__Document text__
※ ※ ※

| name | paper-memory-builder |
| description | Convert a paper draft + figures + Zotero metadata into reusable .paper/claims.yml and .paper/figures.yml files so the academic-writing-skills skill can do writing, revision, and audit passes without re-reading the manuscript every time. Use when the user asks to "build paper memory", "extract claims from this manuscript", "extract claims, supporting evidence, and figure key numbers", or "prepare this paper for AI-assisted writing". NOT for summarizing cited papers in a literature cluster — that's `paper-summarize`. This skill is for the user's own manuscript draft only. |
paper-memory-builder
Bridge between research-hub and academic-writing-skills. Reads a
manuscript draft (Word, LaTeX, Markdown, Obsidian paper folder) plus the
figures it references, and writes structured .paper/claims.yml +
.paper/figures.yml so the writing skill can reason about the paper
without parsing the manuscript on every call.
This skill does not edit the manuscript itself. That's the writing
skill's job. We just produce the memory layer it consumes.
When to use
Trigger phrases:
- "Build paper memory for this manuscript."
- "Extract claims, figures, and evidence from this paper folder."
- "Prepare reusable memory for writing and revision."
- "I'm starting a rebuttal — give me the claims layer first."
Not for:
- Writing the rebuttal itself —
academic-writing-skills.
- Building the orientation memo —
research-project-orienter.
- Comparing papers —
literature-triage-matrix.
- Verifying a NotebookLM brief —
notebooklm-brief-verifier.
Inputs
In priority order:
.paper/ existing files — if claims.yml already exists, parse
it; this run should refresh, not replace human edits.
- The manuscript file — usually one of:
paper/manuscript.docx / manuscript.tex / manuscript.md
- Obsidian paper note under
raw/<paper-cluster>/manuscript.md
- Word/LaTeX in a sibling repo specified by the user
- Figure files under
figures/ or outputs/figures/ — read
filenames + captions; don't OCR images.

※ ※ ※

__The tasks__
a: What does the paper-memory-builder text say the skill reads from figure files instead of running OCR on the images?
b: Pick up the paper-memory-builder text where it stops and keep writing it.

__Raw data__
※ ※ ※

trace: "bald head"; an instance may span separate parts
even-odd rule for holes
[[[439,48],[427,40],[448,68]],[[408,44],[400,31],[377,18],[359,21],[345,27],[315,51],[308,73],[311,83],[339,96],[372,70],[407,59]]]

※ ※ ※

__Task-by-task answers__
a: It reads the filenames and captions.

b:
.research/project_manifest.yml — for project context (research
question, datasets, current_stage). Use to anchor claims in the
project's overall question.
.research/literature_matrix.md — for citation key lookup if the
manuscript references "Smith 2024" but you need to disambiguate.
Scanning the paper repo for evidence artifacts (v0.3.16+)
Beyond the manuscript + figures, real research repos typically contain
sibling artifacts that populate claims[].evidence_artifacts for
non-figure evidence. When scanning, look for:
- Simulation / experiment outputs —
*.csv, *.parquet, *.npz,
*.h5, *.json log files under outputs/, results/, or
repo-root sibling dirs. Common patterns: <experiment_id>_log.csv,
run_log.csv, adaptation_log.csv. These back claims like
"χ²=891, p<0.0001 across 50 runs" (the chi-squared output came from
the per-agent decision log, not from a figure).
- Analysis scripts —
*.py, *.R, *.jl, *.ipynb files that
produce evidence numbers. The script itself is rarely the evidence
artifact, but its OUTPUT path is. Trace the script → output pairing
if the manuscript cites a number computed by a script.
- Drawio / SVG framework diagrams —
*.drawio, *.svg sources for
conceptual figures (e.g. framework architecture, decision-flow
diagrams). These often back claim text like "Figure 1 shows the
module architecture" even when the embedded image in the .docx is
rendered from the drawio source.
- Reviewer-response artifacts —
Review Response-YYYYMMDD.docx
files (operator-side response prep). Not consumed by
paper-memory-builder directly but listed here as a typical sibling
artifact; academic-writing-skills reviewer-response workflow uses
these.
Populate claims[].evidence_artifacts with the artifact PATH (relative
to the paper repo root), not the artifact contents. Example:
- id: C8
text: "Chi-squared test on coping-appraisal keywords yields χ²=891, p<0.0001..."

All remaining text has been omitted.